(Beginning of Data shown)
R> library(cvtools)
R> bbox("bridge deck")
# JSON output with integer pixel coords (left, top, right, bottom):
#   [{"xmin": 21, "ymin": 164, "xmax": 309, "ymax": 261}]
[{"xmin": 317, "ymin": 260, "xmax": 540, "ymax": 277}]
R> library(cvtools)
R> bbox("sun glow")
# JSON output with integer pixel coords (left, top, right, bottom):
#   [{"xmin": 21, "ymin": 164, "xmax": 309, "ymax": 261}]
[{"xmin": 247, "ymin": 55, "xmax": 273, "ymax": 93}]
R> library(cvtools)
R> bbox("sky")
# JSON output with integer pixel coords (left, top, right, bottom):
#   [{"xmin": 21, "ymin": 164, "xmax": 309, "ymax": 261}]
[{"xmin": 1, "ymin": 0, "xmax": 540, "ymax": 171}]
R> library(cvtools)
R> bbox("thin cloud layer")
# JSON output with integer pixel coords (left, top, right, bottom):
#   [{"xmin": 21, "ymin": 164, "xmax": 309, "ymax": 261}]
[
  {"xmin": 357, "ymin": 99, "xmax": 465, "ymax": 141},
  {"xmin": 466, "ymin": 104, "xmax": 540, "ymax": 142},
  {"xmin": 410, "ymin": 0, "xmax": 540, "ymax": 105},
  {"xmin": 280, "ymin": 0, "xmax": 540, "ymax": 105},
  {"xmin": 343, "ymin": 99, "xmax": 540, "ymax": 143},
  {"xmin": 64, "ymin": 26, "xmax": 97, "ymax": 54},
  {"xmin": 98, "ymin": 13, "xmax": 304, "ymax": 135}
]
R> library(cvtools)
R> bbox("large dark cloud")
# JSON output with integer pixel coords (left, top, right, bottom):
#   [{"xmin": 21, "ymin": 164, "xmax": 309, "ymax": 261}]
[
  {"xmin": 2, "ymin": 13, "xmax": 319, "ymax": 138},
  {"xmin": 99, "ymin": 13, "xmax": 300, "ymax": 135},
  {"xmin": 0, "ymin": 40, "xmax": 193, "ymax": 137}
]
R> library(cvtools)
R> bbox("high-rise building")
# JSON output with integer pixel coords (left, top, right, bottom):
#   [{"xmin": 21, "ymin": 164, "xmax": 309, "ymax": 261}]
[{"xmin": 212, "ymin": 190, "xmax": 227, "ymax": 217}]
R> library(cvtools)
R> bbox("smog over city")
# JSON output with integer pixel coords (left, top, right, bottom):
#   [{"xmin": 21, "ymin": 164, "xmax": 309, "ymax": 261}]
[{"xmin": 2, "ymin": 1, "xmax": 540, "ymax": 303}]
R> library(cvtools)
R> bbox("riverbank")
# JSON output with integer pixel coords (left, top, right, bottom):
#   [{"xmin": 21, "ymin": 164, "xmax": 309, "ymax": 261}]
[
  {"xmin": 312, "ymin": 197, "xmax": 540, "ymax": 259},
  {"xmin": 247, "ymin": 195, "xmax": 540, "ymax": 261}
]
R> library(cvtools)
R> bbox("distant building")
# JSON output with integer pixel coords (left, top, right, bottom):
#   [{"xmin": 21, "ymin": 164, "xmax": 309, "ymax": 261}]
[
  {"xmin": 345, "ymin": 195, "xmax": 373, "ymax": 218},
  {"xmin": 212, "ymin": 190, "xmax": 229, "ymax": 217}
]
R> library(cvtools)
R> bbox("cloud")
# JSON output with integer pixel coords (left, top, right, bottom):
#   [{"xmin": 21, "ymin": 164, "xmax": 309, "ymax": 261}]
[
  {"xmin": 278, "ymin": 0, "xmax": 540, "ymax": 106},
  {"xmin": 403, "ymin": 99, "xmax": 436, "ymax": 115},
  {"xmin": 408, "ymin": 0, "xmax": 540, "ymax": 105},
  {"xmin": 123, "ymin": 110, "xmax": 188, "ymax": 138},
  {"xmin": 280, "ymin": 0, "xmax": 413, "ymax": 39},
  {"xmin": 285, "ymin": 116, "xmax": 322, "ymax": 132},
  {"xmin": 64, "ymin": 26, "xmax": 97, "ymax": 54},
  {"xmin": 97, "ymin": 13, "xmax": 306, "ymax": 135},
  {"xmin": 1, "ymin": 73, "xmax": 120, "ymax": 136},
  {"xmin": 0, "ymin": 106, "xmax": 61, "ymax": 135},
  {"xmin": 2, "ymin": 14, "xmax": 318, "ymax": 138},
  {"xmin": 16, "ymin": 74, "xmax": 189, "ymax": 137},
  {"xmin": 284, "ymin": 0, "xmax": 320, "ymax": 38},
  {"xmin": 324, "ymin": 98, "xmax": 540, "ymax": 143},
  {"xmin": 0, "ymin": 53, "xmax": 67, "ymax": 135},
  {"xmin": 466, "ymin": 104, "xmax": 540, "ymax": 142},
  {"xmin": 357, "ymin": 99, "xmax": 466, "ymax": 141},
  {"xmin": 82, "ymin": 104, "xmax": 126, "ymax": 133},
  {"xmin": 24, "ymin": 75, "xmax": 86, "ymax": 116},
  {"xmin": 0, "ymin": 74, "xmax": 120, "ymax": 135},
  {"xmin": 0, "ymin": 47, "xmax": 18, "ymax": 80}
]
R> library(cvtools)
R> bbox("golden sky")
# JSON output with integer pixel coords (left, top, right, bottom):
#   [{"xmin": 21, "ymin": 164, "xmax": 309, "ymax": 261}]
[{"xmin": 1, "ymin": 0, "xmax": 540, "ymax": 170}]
(End of Data shown)
Exercise requirements -
Repeat all the lines above, keeping them exactly as they are.

Exercise solution -
R> library(cvtools)
R> bbox("bridge deck")
# JSON output with integer pixel coords (left, top, right, bottom):
#   [{"xmin": 21, "ymin": 164, "xmax": 309, "ymax": 261}]
[{"xmin": 317, "ymin": 260, "xmax": 540, "ymax": 277}]
R> library(cvtools)
R> bbox("sun glow")
# JSON output with integer pixel coords (left, top, right, bottom):
#   [{"xmin": 21, "ymin": 164, "xmax": 309, "ymax": 261}]
[{"xmin": 247, "ymin": 55, "xmax": 273, "ymax": 93}]
R> library(cvtools)
R> bbox("sky")
# JSON output with integer pixel coords (left, top, right, bottom):
#   [{"xmin": 21, "ymin": 164, "xmax": 309, "ymax": 261}]
[{"xmin": 1, "ymin": 0, "xmax": 540, "ymax": 171}]
R> library(cvtools)
R> bbox("thin cloud layer")
# JSON output with integer pixel coords (left, top, right, bottom):
#   [{"xmin": 21, "ymin": 164, "xmax": 309, "ymax": 261}]
[
  {"xmin": 357, "ymin": 99, "xmax": 465, "ymax": 141},
  {"xmin": 466, "ymin": 104, "xmax": 540, "ymax": 142},
  {"xmin": 410, "ymin": 0, "xmax": 540, "ymax": 105},
  {"xmin": 280, "ymin": 0, "xmax": 540, "ymax": 105},
  {"xmin": 343, "ymin": 99, "xmax": 540, "ymax": 143},
  {"xmin": 64, "ymin": 26, "xmax": 97, "ymax": 54},
  {"xmin": 98, "ymin": 13, "xmax": 304, "ymax": 135}
]
R> library(cvtools)
R> bbox("large dark cloud")
# JSON output with integer pixel coords (left, top, right, bottom):
#   [{"xmin": 21, "ymin": 164, "xmax": 309, "ymax": 261}]
[
  {"xmin": 2, "ymin": 13, "xmax": 319, "ymax": 138},
  {"xmin": 99, "ymin": 13, "xmax": 300, "ymax": 135},
  {"xmin": 0, "ymin": 40, "xmax": 193, "ymax": 137}
]
R> library(cvtools)
R> bbox("high-rise building")
# JSON output with integer pixel coords (left, top, right, bottom):
#   [{"xmin": 21, "ymin": 164, "xmax": 309, "ymax": 261}]
[{"xmin": 212, "ymin": 190, "xmax": 227, "ymax": 217}]
R> library(cvtools)
R> bbox("smog over city")
# JSON output with integer pixel coords (left, top, right, bottom):
#   [{"xmin": 21, "ymin": 164, "xmax": 309, "ymax": 261}]
[{"xmin": 2, "ymin": 1, "xmax": 540, "ymax": 303}]
R> library(cvtools)
R> bbox("riverbank")
# JSON output with integer pixel coords (left, top, right, bottom):
#   [{"xmin": 21, "ymin": 164, "xmax": 309, "ymax": 261}]
[
  {"xmin": 312, "ymin": 197, "xmax": 540, "ymax": 259},
  {"xmin": 247, "ymin": 195, "xmax": 540, "ymax": 261}
]
R> library(cvtools)
R> bbox("distant building")
# JSON output with integer pixel coords (left, top, right, bottom):
#   [{"xmin": 21, "ymin": 164, "xmax": 309, "ymax": 261}]
[
  {"xmin": 345, "ymin": 195, "xmax": 373, "ymax": 218},
  {"xmin": 212, "ymin": 190, "xmax": 229, "ymax": 217}
]
R> library(cvtools)
R> bbox("cloud")
# JSON output with integer pixel coords (left, top, right, bottom):
#   [{"xmin": 21, "ymin": 164, "xmax": 309, "ymax": 261}]
[
  {"xmin": 278, "ymin": 0, "xmax": 540, "ymax": 106},
  {"xmin": 403, "ymin": 99, "xmax": 436, "ymax": 115},
  {"xmin": 408, "ymin": 0, "xmax": 540, "ymax": 105},
  {"xmin": 123, "ymin": 110, "xmax": 188, "ymax": 138},
  {"xmin": 280, "ymin": 0, "xmax": 413, "ymax": 39},
  {"xmin": 285, "ymin": 116, "xmax": 322, "ymax": 132},
  {"xmin": 64, "ymin": 26, "xmax": 97, "ymax": 54},
  {"xmin": 97, "ymin": 13, "xmax": 306, "ymax": 135},
  {"xmin": 1, "ymin": 73, "xmax": 120, "ymax": 136},
  {"xmin": 0, "ymin": 106, "xmax": 61, "ymax": 135},
  {"xmin": 2, "ymin": 14, "xmax": 318, "ymax": 138},
  {"xmin": 16, "ymin": 74, "xmax": 189, "ymax": 137},
  {"xmin": 284, "ymin": 0, "xmax": 320, "ymax": 38},
  {"xmin": 324, "ymin": 98, "xmax": 540, "ymax": 143},
  {"xmin": 0, "ymin": 53, "xmax": 67, "ymax": 135},
  {"xmin": 466, "ymin": 104, "xmax": 540, "ymax": 142},
  {"xmin": 357, "ymin": 99, "xmax": 466, "ymax": 141},
  {"xmin": 82, "ymin": 104, "xmax": 126, "ymax": 133},
  {"xmin": 24, "ymin": 75, "xmax": 86, "ymax": 116},
  {"xmin": 0, "ymin": 74, "xmax": 120, "ymax": 135},
  {"xmin": 0, "ymin": 47, "xmax": 18, "ymax": 80}
]
R> library(cvtools)
R> bbox("golden sky")
# JSON output with integer pixel coords (left, top, right, bottom):
#   [{"xmin": 21, "ymin": 164, "xmax": 309, "ymax": 261}]
[{"xmin": 1, "ymin": 0, "xmax": 540, "ymax": 170}]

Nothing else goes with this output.